EXTRAIT -

Dans un de mes précédents messages, j'écrivais que, pour moi, il était évident que l'autisme gravitait quelque part dans la constellation des "dys". Il se trouve que les enfants à haut potentiel intellectuel (aussi dits "précoces") peuvent également être rattachés à cette constellation.
Aujourd'hui, j'ai eu la chance d'assister à une formation sur le "fonctionnement cognitif et psychologique des EHPI (élèves à haut potentiel intellectuel)" donnée par Nathalie Gavens, maître de conférence. A part pour mentionner que l'étude des enfants autistes avait permis de mieux comprendre l'intelligence musicale souvent bien développée chez les EHPI, la conférencière n'a pas fait de rapprochement particulier entre autisme et haut potentiel intellectuel. De fait, le profil cognitif des EHPI est à l'opposé de celui des enfants autistes : ils ont une approche très globale des choses là où les autistes ont une vision séquentielle et morcelée; ils sont à l'aise dans l'expression verbale qui fait si cruellement défaut aux jeunes autistes; ils peuvent faire preuve d'une grande souplesse de pensée et d'une grande créativité quand il s'agit de résoudre un problème alors que les autistes se caractérisent plutôt par une certaine rigidité; ils ont souvent une intelligence interpersonnelle très développée alors que l'empathie n'est pas quelque chose d'évident pour les autistes...
Il y a toutefois quelques traits communs entre ces enfants qui m'ont frappée. Dans les deux cas, en effet, on a affaire à des enfants hypersensibles sur le plan affectif (des "éponges") et sur le plan sensoriel (leurs sens sont hyperdéveloppés ce qui peut les parasiter): une collègue de lettres, précoce et maman d'une petite fille à haut potentiel, nous a fait part de son expérience et de ses connaissances à ce sujet. Les enfants à haut potentiel sont capables d'emmagasiner des connaissances encyclopédiques comme les autistes de haut niveau. Dans les deux cas, on a des enfants qui sont mal à l'aise avec leur corps. Comme les autistes -et tous les enfants mais à un degré moindre-, les EHPI ont besoin d'être rassurés et valorisés en permanence.

ACTIVITÉ 1 -
Dans l'extrait sur les élèves à haut potentiel et l'autisme, qui a donné la formation à laquelle la personne qui écrit a assisté ?
ACTIVITÉ 2 -
Recopiez le passage de l'extrait sur les élèves à haut potentiel et l'autisme situé entre « Il y a toutefois » et « valorisés en permanence. », ces mots compris.
ACTIVITÉ 3 -
Poursuivez le texte sur les élèves à haut potentiel et l'autisme après sa dernière phrase.

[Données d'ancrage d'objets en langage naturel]

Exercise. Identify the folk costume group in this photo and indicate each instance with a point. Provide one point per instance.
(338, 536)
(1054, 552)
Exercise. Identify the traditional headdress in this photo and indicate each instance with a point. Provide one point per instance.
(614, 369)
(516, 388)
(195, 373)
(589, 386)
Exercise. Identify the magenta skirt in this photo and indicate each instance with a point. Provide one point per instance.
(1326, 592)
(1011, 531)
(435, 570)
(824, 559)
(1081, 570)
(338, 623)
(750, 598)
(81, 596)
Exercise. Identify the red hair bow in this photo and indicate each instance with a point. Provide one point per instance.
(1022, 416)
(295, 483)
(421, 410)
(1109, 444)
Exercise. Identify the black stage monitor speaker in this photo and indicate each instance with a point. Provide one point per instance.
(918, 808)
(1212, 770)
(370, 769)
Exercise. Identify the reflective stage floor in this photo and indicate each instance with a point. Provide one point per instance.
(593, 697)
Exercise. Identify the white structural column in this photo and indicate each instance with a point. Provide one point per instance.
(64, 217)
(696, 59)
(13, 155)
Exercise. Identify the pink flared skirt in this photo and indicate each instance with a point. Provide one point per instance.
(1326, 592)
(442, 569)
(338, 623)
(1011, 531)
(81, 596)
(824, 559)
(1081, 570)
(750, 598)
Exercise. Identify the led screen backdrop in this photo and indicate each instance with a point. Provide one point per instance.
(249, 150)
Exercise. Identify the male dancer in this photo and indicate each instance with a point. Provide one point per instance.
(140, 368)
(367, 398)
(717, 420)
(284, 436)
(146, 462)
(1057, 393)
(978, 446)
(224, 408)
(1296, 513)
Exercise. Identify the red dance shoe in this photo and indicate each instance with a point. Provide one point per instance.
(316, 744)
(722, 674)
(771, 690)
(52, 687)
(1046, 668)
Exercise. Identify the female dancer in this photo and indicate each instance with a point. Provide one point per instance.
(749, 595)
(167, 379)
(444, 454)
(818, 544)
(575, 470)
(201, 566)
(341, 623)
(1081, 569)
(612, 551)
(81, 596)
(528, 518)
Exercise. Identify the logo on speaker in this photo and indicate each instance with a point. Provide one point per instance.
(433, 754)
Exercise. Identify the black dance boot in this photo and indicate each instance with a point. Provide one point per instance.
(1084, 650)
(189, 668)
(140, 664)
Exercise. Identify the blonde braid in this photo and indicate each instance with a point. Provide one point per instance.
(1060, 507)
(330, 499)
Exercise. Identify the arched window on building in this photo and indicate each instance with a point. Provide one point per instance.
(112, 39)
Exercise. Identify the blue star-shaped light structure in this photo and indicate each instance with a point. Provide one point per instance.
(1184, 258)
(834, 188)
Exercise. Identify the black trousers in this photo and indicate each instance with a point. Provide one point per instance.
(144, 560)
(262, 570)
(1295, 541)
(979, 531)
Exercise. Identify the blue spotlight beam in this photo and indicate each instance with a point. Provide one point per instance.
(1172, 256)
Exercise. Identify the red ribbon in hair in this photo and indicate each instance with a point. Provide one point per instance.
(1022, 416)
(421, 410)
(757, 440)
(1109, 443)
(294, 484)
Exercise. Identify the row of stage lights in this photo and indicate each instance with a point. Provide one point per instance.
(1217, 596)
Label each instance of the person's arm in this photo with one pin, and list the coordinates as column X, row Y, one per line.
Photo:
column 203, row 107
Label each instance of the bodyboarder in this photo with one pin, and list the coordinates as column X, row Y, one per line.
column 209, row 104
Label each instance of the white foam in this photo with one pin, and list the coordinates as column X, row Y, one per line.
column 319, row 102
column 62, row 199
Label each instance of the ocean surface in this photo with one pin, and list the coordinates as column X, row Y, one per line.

RÉPONSE 1 -
Nathalie Gavens, maître de conférence.

RÉPONSE 2 -
Il y a toutefois quelques traits communs entre ces enfants qui m'ont frappée. Dans les deux cas, en effet, on a affaire à des enfants hypersensibles sur le plan affectif (des "éponges") et sur le plan sensoriel (leurs sens sont hyperdéveloppés ce qui peut les parasiter): une collègue de lettres, précoce et maman d'une petite fille à haut potentiel, nous a fait part de son expérience et de ses connaissances à ce sujet. Les enfants à haut potentiel sont capables d'emmagasiner des connaissances encyclopédiques comme les autistes de haut niveau. Dans les deux cas, on a des enfants qui sont mal à l'aise avec leur corps. Comme les autistes -et tous les enfants mais à un degré moindre-, les EHPI ont besoin d'être rassurés et valorisés en permanence.

RÉPONSE 3 -
Les EHPI sont atteints de dyssynchronies (surmaturité d'un côté/immaturité de l'autre) multiples : décalage entre leur intelligence et leur psychomotricté, décalage entre les différents domaines de leur développement intellectuel, décalage entre leur intelligence et leur immaturité affective. Le décalage est aussi social, avec l'école, avec leurs pairs, voire leurs parents, partagés entre émerveillement et destabilisation. Ces trois derniers points, que l'on pourrait regrouper sous l'appellation de "dyssynchronie sociale", n'ont rien à voir avec l'autisme quant à leurs causes, mais peuvent s'en rapprocher quant à leurs effets (solitude, anxiété). Dyssynchronie... Le mot me fait irrémédiablement songer, bien sûr, à cette fameuse "dysharmonie évolutive" dont m'avait parlé l'orthophoniste de Matthieu. Dans les deux cas, le "dys" de cette fascinante galaxie constituée d'individus au fonctionnement original est bien là.
Au final, enfants précoces et enfants autistes ont en commun un fonctionnement cérébral et psychoaffectif atypique, quelle qu'en soit la modalité exacte -différente, c'est évident. L'autisme ne doit plus être considéré avant tout comme une maladie mentale mais bien comme une sorte de super "dys" ainsi que j'ai déjà eu l'occasion de l'écrire.
Sur le plan des adaptations scolaires, il en va de la précocité comme de l'autisme de haut niveau ou de la dyslexie : il faut que l'enseignant s'efforce de comprendre le mode de fonctionnement des élèves "extraordinaires" qui en sont atteints, qu'il accepte l'idée de cette différence, qu'il en tienne compte dans sa pratique pédagogique tout en accompagnant les élèves pour, en s'appuyant sur leurs caractéristiques, leurs centres d'intérêts et leurs compétences particulières, les aider à s'adapter à un système non conçu pour leurs formes si originales d'intelligence.